▸ Supplied records
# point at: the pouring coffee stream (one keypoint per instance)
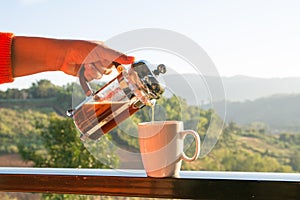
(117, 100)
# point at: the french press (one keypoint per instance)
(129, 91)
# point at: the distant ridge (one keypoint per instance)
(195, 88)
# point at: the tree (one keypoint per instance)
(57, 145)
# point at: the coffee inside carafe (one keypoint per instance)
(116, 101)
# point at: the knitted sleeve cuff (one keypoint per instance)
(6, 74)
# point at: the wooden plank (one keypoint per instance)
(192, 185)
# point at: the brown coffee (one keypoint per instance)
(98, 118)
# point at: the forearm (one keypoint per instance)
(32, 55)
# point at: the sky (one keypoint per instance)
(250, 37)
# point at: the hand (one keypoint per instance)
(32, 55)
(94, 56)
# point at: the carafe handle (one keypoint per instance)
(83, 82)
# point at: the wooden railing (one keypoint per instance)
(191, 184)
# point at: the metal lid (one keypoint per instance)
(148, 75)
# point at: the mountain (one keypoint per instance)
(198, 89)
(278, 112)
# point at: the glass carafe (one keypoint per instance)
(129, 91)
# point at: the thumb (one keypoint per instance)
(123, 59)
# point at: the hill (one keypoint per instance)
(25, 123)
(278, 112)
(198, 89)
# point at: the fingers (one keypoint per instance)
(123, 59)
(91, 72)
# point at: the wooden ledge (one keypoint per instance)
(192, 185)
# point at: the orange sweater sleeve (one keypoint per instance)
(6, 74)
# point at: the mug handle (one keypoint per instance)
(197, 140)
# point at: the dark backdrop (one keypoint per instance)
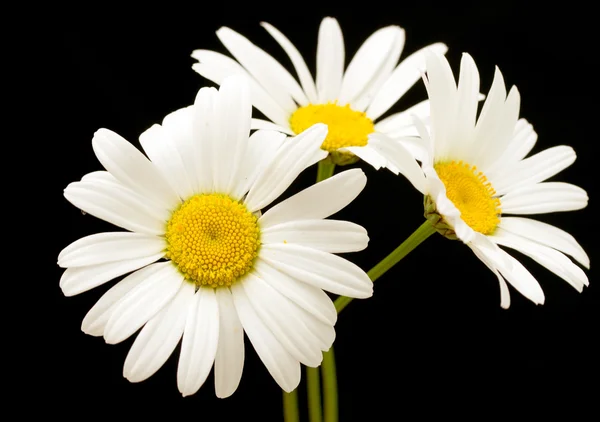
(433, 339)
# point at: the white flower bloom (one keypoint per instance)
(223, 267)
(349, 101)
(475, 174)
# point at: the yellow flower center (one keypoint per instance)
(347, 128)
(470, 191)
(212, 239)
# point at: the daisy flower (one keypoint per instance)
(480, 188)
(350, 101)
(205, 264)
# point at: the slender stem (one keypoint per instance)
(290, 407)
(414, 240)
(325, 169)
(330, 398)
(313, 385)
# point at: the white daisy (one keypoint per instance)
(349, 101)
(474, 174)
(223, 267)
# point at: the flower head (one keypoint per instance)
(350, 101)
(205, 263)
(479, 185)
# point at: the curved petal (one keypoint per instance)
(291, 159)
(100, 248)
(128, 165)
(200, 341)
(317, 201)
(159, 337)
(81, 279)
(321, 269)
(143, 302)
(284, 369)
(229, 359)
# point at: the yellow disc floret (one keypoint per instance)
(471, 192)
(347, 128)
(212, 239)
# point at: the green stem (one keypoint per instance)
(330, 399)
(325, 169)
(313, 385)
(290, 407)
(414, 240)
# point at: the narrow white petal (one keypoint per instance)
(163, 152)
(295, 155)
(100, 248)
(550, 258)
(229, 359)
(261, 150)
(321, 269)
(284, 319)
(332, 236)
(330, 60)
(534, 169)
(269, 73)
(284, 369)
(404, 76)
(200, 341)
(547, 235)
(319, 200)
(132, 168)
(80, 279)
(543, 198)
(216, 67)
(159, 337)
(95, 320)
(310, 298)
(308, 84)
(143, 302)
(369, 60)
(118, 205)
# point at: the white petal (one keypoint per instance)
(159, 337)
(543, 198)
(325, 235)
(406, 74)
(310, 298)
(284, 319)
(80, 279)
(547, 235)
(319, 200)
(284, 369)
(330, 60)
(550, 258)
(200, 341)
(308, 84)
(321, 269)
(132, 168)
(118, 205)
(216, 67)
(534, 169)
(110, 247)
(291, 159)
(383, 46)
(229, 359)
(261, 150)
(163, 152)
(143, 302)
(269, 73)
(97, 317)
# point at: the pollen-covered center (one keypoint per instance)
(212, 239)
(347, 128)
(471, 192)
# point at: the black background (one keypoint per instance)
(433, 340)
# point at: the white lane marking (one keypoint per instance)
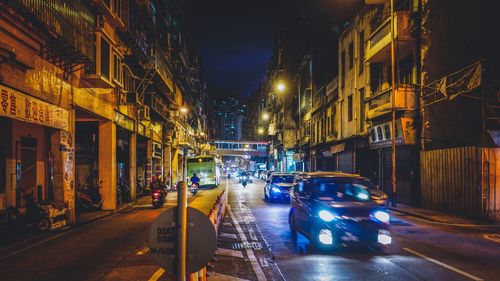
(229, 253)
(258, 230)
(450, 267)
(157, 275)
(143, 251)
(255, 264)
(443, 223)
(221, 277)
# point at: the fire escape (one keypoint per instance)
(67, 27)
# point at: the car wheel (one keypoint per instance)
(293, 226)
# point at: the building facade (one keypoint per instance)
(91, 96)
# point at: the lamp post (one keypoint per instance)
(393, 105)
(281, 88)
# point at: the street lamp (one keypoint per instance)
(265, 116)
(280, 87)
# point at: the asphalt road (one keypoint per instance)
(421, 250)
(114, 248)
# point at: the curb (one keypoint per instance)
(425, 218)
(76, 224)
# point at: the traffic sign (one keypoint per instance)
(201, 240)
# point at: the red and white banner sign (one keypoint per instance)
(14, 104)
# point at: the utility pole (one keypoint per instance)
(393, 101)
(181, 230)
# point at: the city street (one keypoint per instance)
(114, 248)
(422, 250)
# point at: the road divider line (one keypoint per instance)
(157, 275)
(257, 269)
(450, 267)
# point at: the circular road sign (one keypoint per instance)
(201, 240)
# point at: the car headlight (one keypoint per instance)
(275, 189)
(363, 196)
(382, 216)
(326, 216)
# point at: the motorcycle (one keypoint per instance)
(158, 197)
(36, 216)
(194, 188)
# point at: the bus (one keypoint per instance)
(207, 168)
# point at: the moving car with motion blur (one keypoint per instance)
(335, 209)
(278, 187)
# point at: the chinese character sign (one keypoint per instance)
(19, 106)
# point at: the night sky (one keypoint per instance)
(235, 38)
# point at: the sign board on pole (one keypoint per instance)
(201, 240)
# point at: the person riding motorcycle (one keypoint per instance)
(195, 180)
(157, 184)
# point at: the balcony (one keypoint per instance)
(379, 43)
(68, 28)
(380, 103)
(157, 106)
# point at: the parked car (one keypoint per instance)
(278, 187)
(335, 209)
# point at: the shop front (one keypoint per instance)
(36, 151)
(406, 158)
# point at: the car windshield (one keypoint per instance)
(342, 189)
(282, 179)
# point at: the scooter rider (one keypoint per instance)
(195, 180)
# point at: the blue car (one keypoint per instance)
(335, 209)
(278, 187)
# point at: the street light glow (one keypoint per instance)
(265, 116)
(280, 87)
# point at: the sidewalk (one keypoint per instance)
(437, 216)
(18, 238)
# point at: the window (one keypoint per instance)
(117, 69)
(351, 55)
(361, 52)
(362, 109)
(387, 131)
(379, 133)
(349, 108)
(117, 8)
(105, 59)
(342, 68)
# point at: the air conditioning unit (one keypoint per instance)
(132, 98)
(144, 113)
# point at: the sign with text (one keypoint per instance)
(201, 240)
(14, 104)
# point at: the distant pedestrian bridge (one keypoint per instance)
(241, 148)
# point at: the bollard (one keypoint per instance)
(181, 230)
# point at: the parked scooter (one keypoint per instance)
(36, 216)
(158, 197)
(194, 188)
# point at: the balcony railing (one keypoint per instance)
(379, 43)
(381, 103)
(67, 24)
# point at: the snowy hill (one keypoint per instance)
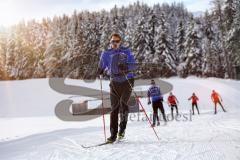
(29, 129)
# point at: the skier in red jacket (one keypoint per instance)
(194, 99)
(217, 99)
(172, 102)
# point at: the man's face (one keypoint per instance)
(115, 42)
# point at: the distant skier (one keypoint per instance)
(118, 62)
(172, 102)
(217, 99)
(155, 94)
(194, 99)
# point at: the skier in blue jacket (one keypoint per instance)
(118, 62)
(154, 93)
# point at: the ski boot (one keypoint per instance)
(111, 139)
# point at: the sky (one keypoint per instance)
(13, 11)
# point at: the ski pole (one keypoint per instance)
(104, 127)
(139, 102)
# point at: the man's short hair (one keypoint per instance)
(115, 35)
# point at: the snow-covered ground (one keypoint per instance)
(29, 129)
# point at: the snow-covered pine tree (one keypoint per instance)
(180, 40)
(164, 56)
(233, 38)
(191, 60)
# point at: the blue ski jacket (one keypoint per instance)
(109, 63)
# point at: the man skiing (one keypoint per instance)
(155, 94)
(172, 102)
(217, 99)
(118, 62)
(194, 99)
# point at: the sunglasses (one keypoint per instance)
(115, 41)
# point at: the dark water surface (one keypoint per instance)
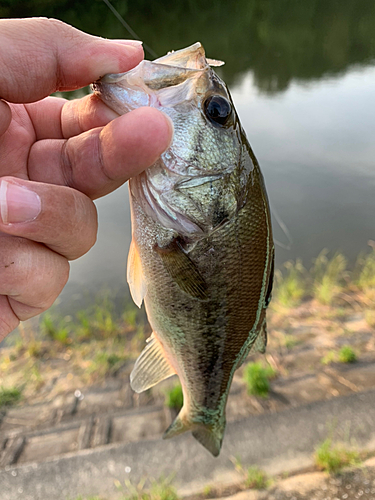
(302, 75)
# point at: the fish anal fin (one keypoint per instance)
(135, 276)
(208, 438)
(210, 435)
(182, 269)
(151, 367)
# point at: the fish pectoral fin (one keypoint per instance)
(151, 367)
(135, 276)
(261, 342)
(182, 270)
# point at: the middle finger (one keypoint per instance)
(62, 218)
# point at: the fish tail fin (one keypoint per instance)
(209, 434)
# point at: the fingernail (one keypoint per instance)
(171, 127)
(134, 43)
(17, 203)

▸ Challenge
Exactly the lines from the one with "# point at: the man's short" through the end of the listing above are to be repeated, with no pictures.

▸ Solution to this exercise
# point at: the man's short hair (one keypoint per instance)
(115, 35)
# point at: the snow-covered ground (one keypoint per instance)
(29, 129)
# point at: the snow-covered pine tree (one keypoint per instance)
(180, 40)
(164, 56)
(233, 38)
(191, 60)
# point at: the blue ski jacket (one keypoint per instance)
(109, 63)
# point at: the man skiing (one keypoint per instance)
(155, 94)
(172, 102)
(217, 99)
(118, 62)
(194, 99)
# point at: the sunglasses (one keypoint per instance)
(115, 41)
# point at: the dark water surface (one keypoint per instance)
(302, 75)
# point at: the fish anal fin (one keypoint per instance)
(135, 276)
(208, 438)
(210, 435)
(182, 269)
(151, 367)
# point at: the fish pectoral fin (one keypoint per instance)
(151, 367)
(135, 276)
(261, 342)
(182, 270)
# point at: the middle finger (one keypoint per instance)
(62, 218)
# point at: the fish tail fin (one keypoint per instance)
(209, 434)
# point at: the fingernail (one keypoint per instance)
(171, 127)
(134, 43)
(17, 203)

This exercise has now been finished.